QUOTED PASSAGE =
BEGIN

Published: October, 2017

Submission: October, 2017


Following the collapse of oil prices – from their peak of an average of $112 per barrel to their lowest point of $28 per barrel - a significant number of developments became commercially unviable. During the lowest period, oil prices were substantially lower than the breakeven price of most new developments. With the subsequent recovery and stabilisation of oil prices to above $50 per barrel, an increasing number of oil companies on the Norwegian Continental Shelf (NCS) are looking for new ways to advance these developments by cooperating with contractors. Some oil companies have entered into agreements with contractors, under which alternative solutions to regulate the economic effects of oil projects have been introduced, such as: cash-flow management; open-book management; integrated project organisation; and target pricing.

Some oil companies are looking for a stronger commitment from their suppliers and have introduced a cooperation scheme whereby the parties share a greater portion of the risk for profit or loss under the contract.

END

MATERIAL PROVIDED =
BEGIN

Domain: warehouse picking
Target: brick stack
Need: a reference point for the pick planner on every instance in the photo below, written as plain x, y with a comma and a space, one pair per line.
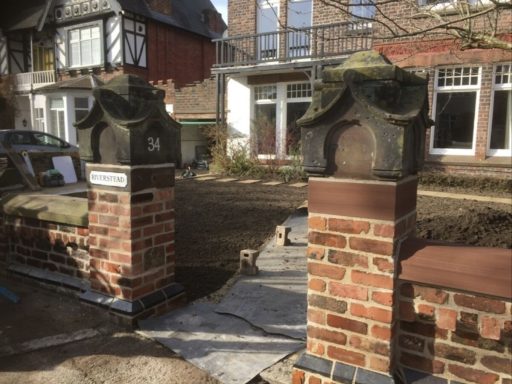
354, 231
458, 336
131, 241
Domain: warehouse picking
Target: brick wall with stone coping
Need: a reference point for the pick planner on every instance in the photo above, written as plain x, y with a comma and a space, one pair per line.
56, 247
384, 307
463, 337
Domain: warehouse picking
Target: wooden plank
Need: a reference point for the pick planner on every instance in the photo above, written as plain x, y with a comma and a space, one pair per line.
21, 166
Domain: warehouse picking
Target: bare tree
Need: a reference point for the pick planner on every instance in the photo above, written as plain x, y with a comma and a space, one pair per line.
473, 23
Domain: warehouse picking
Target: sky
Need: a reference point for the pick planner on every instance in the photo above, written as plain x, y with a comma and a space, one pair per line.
222, 7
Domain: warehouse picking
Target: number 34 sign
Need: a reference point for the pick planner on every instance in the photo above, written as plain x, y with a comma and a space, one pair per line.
153, 144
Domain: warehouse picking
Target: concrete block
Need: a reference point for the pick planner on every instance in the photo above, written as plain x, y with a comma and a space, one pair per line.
248, 262
282, 233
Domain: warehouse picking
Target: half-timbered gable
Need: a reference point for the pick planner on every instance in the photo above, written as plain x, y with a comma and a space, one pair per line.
52, 47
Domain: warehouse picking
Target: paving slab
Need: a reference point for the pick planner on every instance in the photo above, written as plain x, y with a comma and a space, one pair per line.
275, 299
259, 322
228, 348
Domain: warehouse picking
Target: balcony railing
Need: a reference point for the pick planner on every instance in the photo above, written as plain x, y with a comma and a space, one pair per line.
32, 80
294, 44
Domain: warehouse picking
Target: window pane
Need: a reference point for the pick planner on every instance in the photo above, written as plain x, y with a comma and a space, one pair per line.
501, 120
85, 34
80, 114
294, 111
74, 35
85, 52
75, 54
455, 120
267, 23
82, 102
56, 103
265, 128
95, 33
96, 51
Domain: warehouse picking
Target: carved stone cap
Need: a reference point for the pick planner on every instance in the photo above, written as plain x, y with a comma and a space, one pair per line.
386, 89
128, 98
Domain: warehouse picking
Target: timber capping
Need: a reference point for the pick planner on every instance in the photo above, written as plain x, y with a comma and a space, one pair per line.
478, 270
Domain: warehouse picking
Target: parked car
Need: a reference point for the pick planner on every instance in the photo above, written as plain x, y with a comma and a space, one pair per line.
34, 141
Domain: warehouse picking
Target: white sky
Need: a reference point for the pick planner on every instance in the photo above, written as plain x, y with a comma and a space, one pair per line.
222, 7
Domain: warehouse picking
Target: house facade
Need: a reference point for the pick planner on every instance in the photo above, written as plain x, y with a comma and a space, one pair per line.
276, 49
55, 51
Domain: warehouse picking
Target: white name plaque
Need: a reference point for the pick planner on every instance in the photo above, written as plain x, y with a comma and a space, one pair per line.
109, 179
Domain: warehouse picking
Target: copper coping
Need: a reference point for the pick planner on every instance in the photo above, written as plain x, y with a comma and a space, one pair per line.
475, 269
380, 200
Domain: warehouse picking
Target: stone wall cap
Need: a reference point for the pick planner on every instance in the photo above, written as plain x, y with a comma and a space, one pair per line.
53, 208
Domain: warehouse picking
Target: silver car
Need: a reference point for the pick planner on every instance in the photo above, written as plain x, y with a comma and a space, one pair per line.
34, 141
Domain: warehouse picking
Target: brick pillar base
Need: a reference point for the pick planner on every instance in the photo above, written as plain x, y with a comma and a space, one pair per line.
131, 237
355, 230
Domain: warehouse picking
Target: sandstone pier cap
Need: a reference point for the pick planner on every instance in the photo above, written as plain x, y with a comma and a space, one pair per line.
367, 120
128, 125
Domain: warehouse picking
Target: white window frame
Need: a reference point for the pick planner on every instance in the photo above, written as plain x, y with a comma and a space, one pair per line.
61, 132
68, 45
281, 102
75, 109
39, 119
452, 89
498, 87
361, 6
293, 37
262, 41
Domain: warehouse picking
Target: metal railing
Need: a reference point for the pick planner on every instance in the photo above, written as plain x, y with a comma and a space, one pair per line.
294, 44
32, 80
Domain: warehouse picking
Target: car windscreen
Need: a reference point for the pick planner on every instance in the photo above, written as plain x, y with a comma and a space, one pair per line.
47, 140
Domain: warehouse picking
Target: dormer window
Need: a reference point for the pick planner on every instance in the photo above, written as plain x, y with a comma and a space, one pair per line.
85, 46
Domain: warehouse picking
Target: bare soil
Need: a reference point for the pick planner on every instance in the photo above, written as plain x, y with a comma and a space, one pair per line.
215, 220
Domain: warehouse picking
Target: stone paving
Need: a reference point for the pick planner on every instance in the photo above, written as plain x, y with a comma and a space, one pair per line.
260, 321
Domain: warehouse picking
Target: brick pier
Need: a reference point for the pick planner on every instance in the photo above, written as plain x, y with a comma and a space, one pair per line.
131, 237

END

DIRECTION A = Locate every row containing the string "brick", treating case as significant, and copy each of those rows.
DIRECTION B = Carry on the passage about oil company contracts on the Norwegian Continental Shelf, picking up after its last sentence.
The passage and the rows come from unrelated sources.

EXPECTED ANSWER A =
Target: brick stack
Target: brick wall with stone coping
Target: brick pillar base
Target: brick pier

EXPECTED ANSWER B =
This type of cooperation is not new. Over the years, various alternatives relating to such cooperation have arisen under different names - ranging from loose cooperation arrangements to fully-fledged alliance or partnering contracts. An 'alliance' is understood to mean cooperation at any level, whereby the parties agree to share risk and reward without creating a joint venture or a single entity. This update will take a closer look at some of the challenges that may arise from such contractual structures with regard to NCS projects.

As a starting point, it is notable that the production licences awarded pursuant to the Petroleum Act 1996 require licensees to enter into a contract for goods and services subject to Norwegian law and contract traditions when such contracts or activities concern or arise from NCS licences. Licensees and their contractors may select a conflict resolution mechanism other than one recognised by the Norwegian courts under Norwegian law, including international expert determination or arbitration.